Rewrite every item below with each occurrence of "get_bbox" renamed to "locate_box" and nothing else changed. Omit the pictures from your output.

╭──

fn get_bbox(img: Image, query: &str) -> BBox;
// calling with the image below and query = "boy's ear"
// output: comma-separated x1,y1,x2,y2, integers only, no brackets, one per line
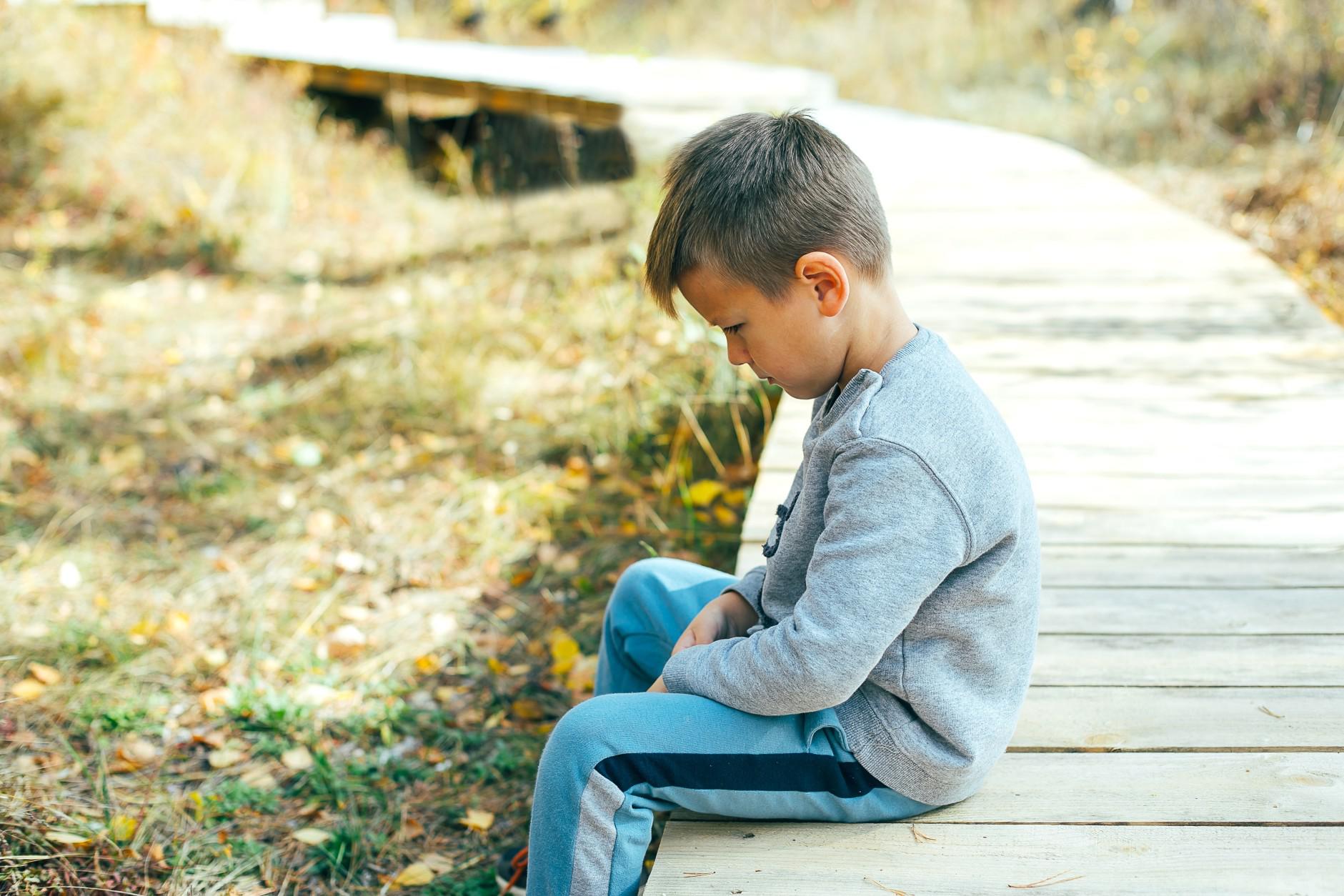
793,252,850,317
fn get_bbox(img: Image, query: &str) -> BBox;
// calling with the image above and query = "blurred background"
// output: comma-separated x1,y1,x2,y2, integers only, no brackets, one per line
0,0,1344,895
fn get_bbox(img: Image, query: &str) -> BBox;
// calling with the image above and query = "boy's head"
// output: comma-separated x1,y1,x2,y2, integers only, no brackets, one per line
645,110,891,397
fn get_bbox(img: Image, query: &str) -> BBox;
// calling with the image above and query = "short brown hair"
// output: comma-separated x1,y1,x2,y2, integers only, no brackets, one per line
644,109,891,319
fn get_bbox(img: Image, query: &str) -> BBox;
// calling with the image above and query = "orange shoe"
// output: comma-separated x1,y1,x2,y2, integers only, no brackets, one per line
494,846,527,896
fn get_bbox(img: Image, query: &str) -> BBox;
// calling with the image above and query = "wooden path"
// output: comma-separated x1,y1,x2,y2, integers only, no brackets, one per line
645,104,1344,896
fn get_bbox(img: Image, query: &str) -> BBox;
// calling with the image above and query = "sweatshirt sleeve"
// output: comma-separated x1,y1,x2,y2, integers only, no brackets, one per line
662,438,972,716
719,563,765,621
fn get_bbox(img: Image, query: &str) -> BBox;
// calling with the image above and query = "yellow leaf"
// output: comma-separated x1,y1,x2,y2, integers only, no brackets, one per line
279,747,313,771
164,610,191,635
126,619,159,644
688,479,723,507
9,678,47,700
29,662,61,685
458,809,494,830
117,736,159,766
564,657,597,695
549,629,582,676
421,853,453,875
107,815,139,844
392,862,434,887
196,688,232,716
712,504,738,525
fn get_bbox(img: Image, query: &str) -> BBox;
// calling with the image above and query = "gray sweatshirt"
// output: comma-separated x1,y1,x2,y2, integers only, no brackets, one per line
662,324,1040,806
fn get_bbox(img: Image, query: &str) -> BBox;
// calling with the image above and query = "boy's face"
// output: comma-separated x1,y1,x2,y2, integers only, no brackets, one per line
677,252,848,399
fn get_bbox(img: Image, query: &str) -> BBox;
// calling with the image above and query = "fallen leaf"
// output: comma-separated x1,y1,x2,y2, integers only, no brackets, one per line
458,809,494,832
336,551,367,572
687,479,723,507
290,827,332,846
548,629,583,676
107,815,139,844
196,688,234,716
392,862,434,887
117,736,159,767
279,745,313,771
419,853,454,875
29,662,61,685
564,655,597,695
327,624,368,659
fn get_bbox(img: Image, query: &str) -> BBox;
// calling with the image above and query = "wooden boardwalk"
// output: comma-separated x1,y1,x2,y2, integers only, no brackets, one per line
645,104,1344,896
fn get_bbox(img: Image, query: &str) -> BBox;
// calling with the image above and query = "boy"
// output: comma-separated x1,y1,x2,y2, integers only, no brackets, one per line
499,110,1040,896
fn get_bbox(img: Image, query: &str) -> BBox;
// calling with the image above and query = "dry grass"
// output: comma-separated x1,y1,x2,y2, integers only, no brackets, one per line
0,11,772,893
0,0,1344,895
384,0,1344,324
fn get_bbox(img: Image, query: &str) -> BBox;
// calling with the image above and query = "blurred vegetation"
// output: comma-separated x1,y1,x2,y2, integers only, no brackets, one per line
376,0,1344,325
0,9,778,893
0,0,1344,895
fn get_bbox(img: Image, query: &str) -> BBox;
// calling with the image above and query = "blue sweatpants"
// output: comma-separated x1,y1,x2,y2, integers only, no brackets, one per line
527,557,935,896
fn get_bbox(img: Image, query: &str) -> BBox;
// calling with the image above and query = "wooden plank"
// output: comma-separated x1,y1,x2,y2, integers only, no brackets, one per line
1032,545,1344,588
1037,507,1344,547
644,818,1344,896
1040,587,1344,634
1031,634,1344,688
672,751,1344,825
1008,687,1344,751
735,542,1344,588
1031,473,1344,515
760,435,1344,481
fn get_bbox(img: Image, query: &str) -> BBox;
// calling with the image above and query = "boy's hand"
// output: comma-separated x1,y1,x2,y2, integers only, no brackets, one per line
669,591,758,658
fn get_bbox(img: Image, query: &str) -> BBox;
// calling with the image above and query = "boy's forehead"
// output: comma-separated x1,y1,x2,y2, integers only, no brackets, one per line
677,266,754,321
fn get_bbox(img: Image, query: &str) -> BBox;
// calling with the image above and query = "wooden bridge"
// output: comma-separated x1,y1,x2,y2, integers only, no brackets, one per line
34,0,1344,896
645,104,1344,896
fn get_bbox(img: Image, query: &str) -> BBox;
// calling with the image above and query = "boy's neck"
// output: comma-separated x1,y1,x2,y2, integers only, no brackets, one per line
836,282,920,395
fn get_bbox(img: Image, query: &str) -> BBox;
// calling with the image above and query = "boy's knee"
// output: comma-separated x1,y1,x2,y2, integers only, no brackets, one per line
607,557,667,614
544,695,617,766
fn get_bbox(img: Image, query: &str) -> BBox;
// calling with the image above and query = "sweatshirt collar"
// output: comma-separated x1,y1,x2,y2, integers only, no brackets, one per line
817,321,932,429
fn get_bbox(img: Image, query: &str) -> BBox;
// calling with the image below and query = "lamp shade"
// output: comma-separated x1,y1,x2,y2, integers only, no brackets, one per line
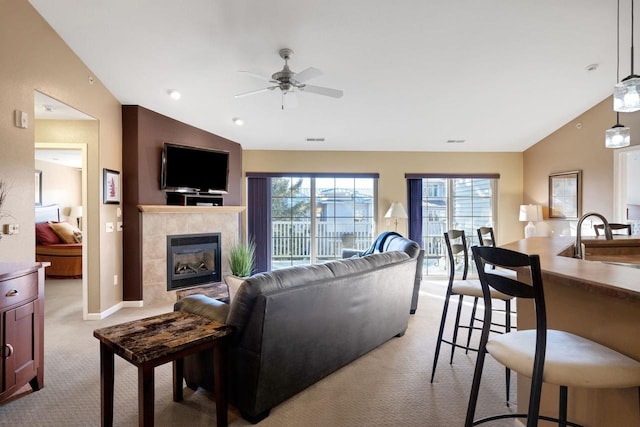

╰──

* Result below *
fn locate_box(img: Image, query: &str) -> BBox;
// calling with the image below and query = "boy's ear"
// output: comma-separated x1,y1,x2,y2, integers only, no brackets, one per line
793,252,850,317
fn locate_box(img: Image, query: &str) -> BBox;
// calling with the image above and query = "blurred background"
// output: comma-separated x1,y1,x2,y2, integers only, no brackets, one per line
0,0,1344,895
fn locate_box(img: Image, query: &str) -> BBox;
// calling with the image above and query = "boy's head"
// output: comma-separated x1,y1,x2,y2, integers only, no brackets, one per line
645,110,891,397
fn locate_box(img: Image, query: &str) -> BBox;
// calling with the image above and query = "short brown hair"
// output: comma-separated x1,y1,x2,y2, integers only, no brackets, one per line
644,109,891,319
fn locate_box(img: Image, query: &str) -> BBox;
// calling with the image above and query = "orange shoe"
// output: comma-separated x1,y1,x2,y2, integers only, no brackets, one per line
494,846,527,896
fn locate_box(img: Image, query: &str) -> BBox;
// calling with the image above and query = "wooden path"
// output: comma-separated x1,y1,x2,y2, integers only, no brackets, one per line
645,104,1344,896
fn locate_box(img: Image, query: &str) -> BBox;
// calling with the image above and query = "sweatshirt sleeve"
// output: comma-separated x1,y1,x2,y2, integers only, no brackets, one per line
662,438,972,716
719,563,765,621
fn locate_box(img: Image, query: &str) -> BBox;
// calling with the image above and query = "yellow leaf"
// output: comma-separated x1,y1,x2,y2, integers only, no brackets, one per line
279,747,313,771
164,610,191,635
126,619,159,644
688,479,723,507
9,678,47,700
29,662,61,685
458,809,494,830
117,736,159,766
564,657,597,695
549,629,582,676
421,853,453,875
107,815,139,844
392,862,434,887
196,688,232,716
712,504,738,525
fn locate_box(img: Image, query: &str) -> BBox;
// calling with the image above and query = "gray sweatshirt"
// output: comma-separated x1,y1,x2,y2, integers only, no brackets, one per line
662,324,1040,806
fn locate_box(img: Image, query: &str) -> BBox;
// calling with the image above and query = "boy's face"
// output: comma-separated x1,y1,x2,y2, integers only, no brackets, one per line
677,252,848,399
fn locate_box(img: Image, query: &str) -> BBox;
// calling with the image above and query = "fallen leaf"
// output: comma-separated x1,y1,x2,y2, integers only, no brackets, one per line
458,809,494,832
336,551,367,572
687,479,723,507
290,827,332,846
548,629,583,676
107,815,139,844
196,688,234,716
392,862,434,887
117,736,159,767
279,745,313,771
419,853,454,875
29,662,61,685
564,655,597,695
327,624,368,659
fn locate_box(img: Image, query: &str) -> BBox;
// calling with the image above and query = "wooden boardwalk"
// output: comma-separated x1,y1,x2,y2, integers only, no brackets, one per line
645,104,1344,896
fn locate_box(img: Image, query: &str) -> BBox;
// calling with the image above and query = "boy"
// output: comma-separated x1,y1,x2,y2, integers only, no brackets, one per line
499,110,1040,896
fn locate_box(img: Image, query: &str) -> BBox;
// calling with the image above and query = "dry grass"
// output: comma-separated x1,y1,x2,y2, integers only, no brackets, one per line
0,11,772,893
0,0,1344,895
384,0,1344,324
fn locate_box(img: Image, query: &str) -> BBox;
// calling with the image above and query = "blurred vegetation"
// output: comma-separated x1,y1,x2,y2, integers only, no brackets, one per line
376,0,1344,325
0,9,778,893
0,0,1344,895
fn locate_box(img: Image, query: &str) -> BBox;
// calling with the image above and query = "blue sweatpants"
// output: comma-separated x1,y1,x2,y2, integers only, no brackets, one per line
527,557,935,896
fn locate_box(img: Image, query: &str) -> BBox;
// calling with the image above and query = "wooden plank"
// output: comma-separated x1,y1,x2,y2, integers only, no brackets, one per line
1032,545,1344,588
1037,507,1344,547
644,818,1344,896
1040,587,1344,634
1031,634,1344,688
672,751,1344,825
1008,687,1344,751
735,542,1344,588
1031,473,1344,515
760,435,1344,481
fn locate_box(img: Image, query: &str) -> BBox;
// calling with the image above and query = "boy's hand"
// output: comma-separated x1,y1,x2,y2, integers only, no brackets, one per line
669,591,758,658
fn locate_box(img: Image, query: &str) -> BBox;
// calling with the image above and query = "boy's forehead"
// output: comma-separated x1,y1,x2,y2, integers only, no brackets, one per line
677,266,754,321
fn locate_box(img: Image, query: &str) -> BBox;
// calling with the image above and query = "wooden bridge"
// output: comma-separated x1,y1,x2,y2, integers only, no brackets, one per line
34,0,1344,896
645,104,1344,896
fn locate_box(img: Image, query: &str) -> BBox;
// calling with the image above and query = "boy's neck"
// output: comma-separated x1,y1,x2,y2, integers only, no brackets, one per line
836,282,920,395
fn locate_box(img: Image, query: &str) -> BBox;
// calling with the image above and query = "boy's knee"
// output: comma-separated x1,y1,x2,y2, integers only, no brackets, one per line
607,557,667,614
544,695,617,766
fn locate_box(img: Image, query: &str) -> BBox;
// calling with the image above and query = "sweatshirt collar"
// output: comma-separated x1,y1,x2,y2, integers only, no brackets, one per line
817,321,932,429
fn locate_box(img: Image, query: &str) -> BBox;
// calling with the image below and query = "lamp shade"
// output: comma-separated x1,y1,x2,y2, integers only, no brackets, one per line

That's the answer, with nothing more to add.